Start of Data rows

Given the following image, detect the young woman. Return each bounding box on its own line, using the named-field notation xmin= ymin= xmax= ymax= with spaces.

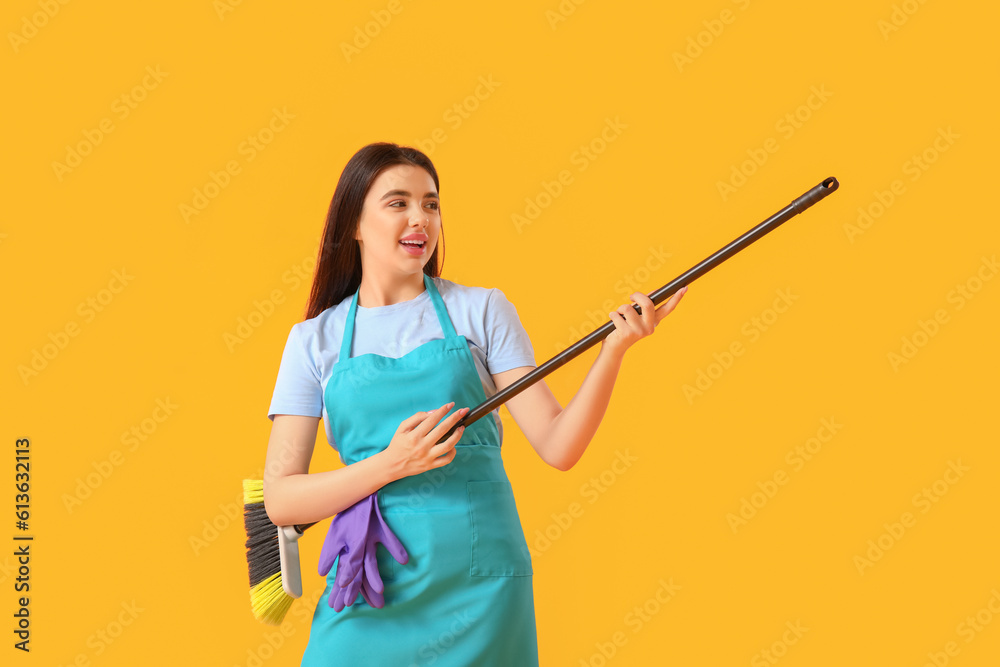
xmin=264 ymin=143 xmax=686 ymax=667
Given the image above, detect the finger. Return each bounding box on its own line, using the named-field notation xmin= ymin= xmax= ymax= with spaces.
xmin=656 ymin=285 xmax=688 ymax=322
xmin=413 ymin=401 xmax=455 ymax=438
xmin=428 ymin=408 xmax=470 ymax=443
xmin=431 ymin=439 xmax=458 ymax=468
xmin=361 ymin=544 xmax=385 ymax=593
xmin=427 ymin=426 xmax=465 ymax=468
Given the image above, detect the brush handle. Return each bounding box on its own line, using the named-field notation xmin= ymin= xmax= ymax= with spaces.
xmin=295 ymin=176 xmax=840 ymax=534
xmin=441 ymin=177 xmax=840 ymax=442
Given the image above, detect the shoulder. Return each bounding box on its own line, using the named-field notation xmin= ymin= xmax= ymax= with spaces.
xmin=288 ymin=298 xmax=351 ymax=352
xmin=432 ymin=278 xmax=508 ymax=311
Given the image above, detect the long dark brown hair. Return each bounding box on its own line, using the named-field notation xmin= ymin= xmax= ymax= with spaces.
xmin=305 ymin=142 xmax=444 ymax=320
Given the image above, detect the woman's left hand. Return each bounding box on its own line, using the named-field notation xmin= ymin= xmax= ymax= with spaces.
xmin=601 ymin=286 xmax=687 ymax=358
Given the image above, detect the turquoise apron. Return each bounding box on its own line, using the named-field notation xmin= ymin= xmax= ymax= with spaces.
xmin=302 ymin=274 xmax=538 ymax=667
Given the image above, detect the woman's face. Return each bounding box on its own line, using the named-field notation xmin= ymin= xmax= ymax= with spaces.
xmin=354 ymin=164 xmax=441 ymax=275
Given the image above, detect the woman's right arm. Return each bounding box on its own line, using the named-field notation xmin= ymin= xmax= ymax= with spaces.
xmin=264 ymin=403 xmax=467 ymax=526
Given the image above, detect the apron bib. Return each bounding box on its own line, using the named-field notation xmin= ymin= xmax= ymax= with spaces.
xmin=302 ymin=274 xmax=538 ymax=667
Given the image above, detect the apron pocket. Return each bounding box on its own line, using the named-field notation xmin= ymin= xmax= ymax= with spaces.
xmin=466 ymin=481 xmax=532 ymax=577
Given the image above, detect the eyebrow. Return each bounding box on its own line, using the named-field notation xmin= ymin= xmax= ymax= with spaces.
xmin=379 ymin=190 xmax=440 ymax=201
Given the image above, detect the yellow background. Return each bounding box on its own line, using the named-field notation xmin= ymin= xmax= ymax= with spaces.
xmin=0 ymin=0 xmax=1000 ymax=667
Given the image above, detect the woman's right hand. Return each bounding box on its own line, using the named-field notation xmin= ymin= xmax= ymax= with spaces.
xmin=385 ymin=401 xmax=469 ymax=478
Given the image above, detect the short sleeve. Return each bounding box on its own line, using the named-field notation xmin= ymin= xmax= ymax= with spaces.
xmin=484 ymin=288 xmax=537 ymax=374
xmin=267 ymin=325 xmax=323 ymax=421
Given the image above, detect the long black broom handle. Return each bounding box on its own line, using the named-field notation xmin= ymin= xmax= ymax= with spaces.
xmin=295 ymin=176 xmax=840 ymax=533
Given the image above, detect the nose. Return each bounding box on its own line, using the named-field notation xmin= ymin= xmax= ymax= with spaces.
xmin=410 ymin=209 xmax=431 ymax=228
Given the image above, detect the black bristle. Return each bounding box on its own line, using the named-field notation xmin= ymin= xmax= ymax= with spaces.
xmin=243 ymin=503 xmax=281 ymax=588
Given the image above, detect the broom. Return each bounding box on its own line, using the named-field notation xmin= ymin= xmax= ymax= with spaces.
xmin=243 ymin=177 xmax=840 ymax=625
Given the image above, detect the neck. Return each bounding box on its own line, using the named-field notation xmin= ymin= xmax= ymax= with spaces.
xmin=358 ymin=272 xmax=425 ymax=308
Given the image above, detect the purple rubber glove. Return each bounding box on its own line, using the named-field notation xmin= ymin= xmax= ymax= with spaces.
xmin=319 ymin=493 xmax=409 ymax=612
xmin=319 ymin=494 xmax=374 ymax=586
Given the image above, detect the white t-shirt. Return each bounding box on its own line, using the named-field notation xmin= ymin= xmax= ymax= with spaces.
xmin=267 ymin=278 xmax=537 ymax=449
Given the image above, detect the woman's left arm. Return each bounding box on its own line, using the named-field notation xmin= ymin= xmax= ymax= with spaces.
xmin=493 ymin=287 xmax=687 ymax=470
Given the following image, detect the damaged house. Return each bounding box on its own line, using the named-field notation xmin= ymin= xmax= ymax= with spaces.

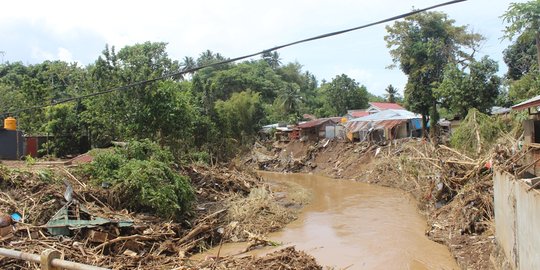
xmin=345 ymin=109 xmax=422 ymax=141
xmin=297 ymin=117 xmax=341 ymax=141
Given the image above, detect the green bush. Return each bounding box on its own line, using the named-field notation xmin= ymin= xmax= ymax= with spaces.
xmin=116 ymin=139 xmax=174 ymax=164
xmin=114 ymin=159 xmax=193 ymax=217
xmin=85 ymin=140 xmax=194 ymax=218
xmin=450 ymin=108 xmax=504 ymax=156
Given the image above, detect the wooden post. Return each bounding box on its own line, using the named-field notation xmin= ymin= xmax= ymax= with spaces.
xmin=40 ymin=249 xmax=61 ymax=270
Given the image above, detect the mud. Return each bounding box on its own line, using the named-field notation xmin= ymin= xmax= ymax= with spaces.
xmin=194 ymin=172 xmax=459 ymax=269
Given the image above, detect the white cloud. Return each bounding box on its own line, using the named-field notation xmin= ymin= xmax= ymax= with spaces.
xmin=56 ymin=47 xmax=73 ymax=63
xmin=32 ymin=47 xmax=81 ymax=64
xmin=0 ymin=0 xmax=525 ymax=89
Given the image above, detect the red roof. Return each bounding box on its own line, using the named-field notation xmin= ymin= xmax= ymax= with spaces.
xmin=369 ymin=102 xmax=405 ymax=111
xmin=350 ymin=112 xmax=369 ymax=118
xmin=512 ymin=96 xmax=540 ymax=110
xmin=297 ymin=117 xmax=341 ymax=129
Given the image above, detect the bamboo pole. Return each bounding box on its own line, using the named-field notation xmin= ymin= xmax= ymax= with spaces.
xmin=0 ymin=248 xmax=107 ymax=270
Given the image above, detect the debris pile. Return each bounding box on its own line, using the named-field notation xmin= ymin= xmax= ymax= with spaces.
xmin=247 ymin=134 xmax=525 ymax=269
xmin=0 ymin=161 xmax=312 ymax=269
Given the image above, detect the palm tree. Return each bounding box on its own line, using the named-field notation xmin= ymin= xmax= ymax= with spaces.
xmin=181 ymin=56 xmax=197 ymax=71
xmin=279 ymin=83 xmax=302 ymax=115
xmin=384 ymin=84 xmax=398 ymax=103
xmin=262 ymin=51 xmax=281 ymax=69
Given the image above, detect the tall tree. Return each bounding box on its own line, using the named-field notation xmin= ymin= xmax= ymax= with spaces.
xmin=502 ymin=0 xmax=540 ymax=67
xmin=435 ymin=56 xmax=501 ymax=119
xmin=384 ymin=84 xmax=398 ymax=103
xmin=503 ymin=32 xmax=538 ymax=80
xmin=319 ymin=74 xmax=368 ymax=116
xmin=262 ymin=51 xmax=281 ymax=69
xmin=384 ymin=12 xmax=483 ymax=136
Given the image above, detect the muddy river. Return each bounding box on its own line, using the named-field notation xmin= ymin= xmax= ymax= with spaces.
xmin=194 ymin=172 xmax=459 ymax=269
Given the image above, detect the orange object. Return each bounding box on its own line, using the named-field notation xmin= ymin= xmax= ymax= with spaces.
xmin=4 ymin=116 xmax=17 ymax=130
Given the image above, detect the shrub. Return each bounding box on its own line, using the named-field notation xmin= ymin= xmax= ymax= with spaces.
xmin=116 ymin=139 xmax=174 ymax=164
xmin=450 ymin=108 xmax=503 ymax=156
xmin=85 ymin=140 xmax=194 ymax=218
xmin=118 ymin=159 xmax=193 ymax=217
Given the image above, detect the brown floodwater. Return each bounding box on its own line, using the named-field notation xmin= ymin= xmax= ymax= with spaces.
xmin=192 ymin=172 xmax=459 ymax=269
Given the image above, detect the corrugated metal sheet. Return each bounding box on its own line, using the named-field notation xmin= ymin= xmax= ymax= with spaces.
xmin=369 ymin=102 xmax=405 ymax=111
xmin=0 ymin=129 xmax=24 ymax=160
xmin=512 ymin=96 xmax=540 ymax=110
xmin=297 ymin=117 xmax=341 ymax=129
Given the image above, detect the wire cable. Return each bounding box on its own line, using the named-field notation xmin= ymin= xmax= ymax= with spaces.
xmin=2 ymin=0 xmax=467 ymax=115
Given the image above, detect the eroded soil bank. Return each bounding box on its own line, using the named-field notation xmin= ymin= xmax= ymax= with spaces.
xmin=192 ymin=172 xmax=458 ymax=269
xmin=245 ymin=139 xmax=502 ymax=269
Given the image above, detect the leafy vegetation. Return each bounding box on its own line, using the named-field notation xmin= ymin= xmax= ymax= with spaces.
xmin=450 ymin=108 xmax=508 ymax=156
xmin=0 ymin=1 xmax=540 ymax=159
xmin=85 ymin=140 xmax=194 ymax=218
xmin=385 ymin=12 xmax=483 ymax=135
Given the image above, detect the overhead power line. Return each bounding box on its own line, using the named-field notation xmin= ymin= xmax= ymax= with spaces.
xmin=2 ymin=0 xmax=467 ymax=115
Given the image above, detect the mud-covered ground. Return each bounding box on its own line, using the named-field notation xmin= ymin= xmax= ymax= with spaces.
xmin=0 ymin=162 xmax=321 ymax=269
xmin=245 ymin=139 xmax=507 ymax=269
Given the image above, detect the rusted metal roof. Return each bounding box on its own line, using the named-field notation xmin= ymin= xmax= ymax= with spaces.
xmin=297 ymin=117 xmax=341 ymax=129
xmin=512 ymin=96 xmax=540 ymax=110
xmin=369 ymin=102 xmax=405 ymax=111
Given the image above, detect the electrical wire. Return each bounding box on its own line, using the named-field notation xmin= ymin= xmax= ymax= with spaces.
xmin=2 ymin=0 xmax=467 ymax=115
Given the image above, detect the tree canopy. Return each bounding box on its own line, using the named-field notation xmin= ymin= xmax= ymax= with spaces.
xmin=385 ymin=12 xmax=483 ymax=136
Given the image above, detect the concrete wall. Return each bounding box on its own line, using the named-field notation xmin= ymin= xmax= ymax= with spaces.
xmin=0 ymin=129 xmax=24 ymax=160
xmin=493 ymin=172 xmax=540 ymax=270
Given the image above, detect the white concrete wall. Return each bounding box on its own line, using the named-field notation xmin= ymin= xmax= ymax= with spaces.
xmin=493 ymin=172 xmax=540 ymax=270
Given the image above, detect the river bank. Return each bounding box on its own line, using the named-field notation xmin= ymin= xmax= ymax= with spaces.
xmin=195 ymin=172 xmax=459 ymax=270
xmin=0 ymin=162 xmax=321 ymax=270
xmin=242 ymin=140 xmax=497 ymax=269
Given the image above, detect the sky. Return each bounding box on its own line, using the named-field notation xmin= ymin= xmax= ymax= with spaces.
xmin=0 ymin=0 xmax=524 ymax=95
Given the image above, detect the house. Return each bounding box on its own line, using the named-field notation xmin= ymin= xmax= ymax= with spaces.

End of Data rows

• _Exercise prompt_:
Can you give back the data starting with the line containing "Given the image above, detect the woman's left hand." and going on through the line containing "xmin=267 ymin=325 xmax=323 ymax=421", with "apron" swapped for "smock" everywhere and nothing else changed?

• _Problem solution_:
Given the image above, detect the woman's left hand. Return each bounding box on its own line, using the named-field notation xmin= ymin= xmax= ymax= with spaces.
xmin=601 ymin=286 xmax=687 ymax=358
Given the image above, detect the turquoise smock. Return each bounding box on its own line, using the named-field notation xmin= ymin= xmax= ymax= with spaces.
xmin=302 ymin=274 xmax=538 ymax=667
Given the image above, detect the woman's face. Return each bounding box on its own line, using the named-field notation xmin= ymin= xmax= ymax= with spaces.
xmin=354 ymin=164 xmax=441 ymax=275
Given the image above, detect the woman's right arm. Return each bounding box on its own line, using the named-field notation xmin= ymin= xmax= ymax= with spaces.
xmin=264 ymin=403 xmax=467 ymax=526
Given the image above, detect the smock bib. Return each bounding box on its own line, using the named-field notation xmin= ymin= xmax= ymax= with spaces.
xmin=302 ymin=274 xmax=538 ymax=667
Given the image above, detect the smock pocket. Return each bounding box on its own line, using the named-field notation xmin= ymin= xmax= ymax= with spaces.
xmin=466 ymin=481 xmax=532 ymax=577
Given the image above, detect the eyebrow. Return each bounding box on its own line, using the named-field notation xmin= ymin= xmax= ymax= with spaces.
xmin=379 ymin=190 xmax=440 ymax=201
Given the image above, detect the yellow background. Return each bounding box on its own line, using the named-field notation xmin= ymin= xmax= ymax= with spaces.
xmin=0 ymin=0 xmax=1000 ymax=667
Given the image above, detect the woman's right hand. Return each bounding box on its own line, using the named-field notation xmin= ymin= xmax= ymax= with spaces.
xmin=385 ymin=401 xmax=469 ymax=478
Given the image above, detect the short sleeve. Return each bounding box on its own line, using the named-field notation xmin= ymin= xmax= ymax= with spaces.
xmin=484 ymin=288 xmax=537 ymax=374
xmin=267 ymin=325 xmax=323 ymax=421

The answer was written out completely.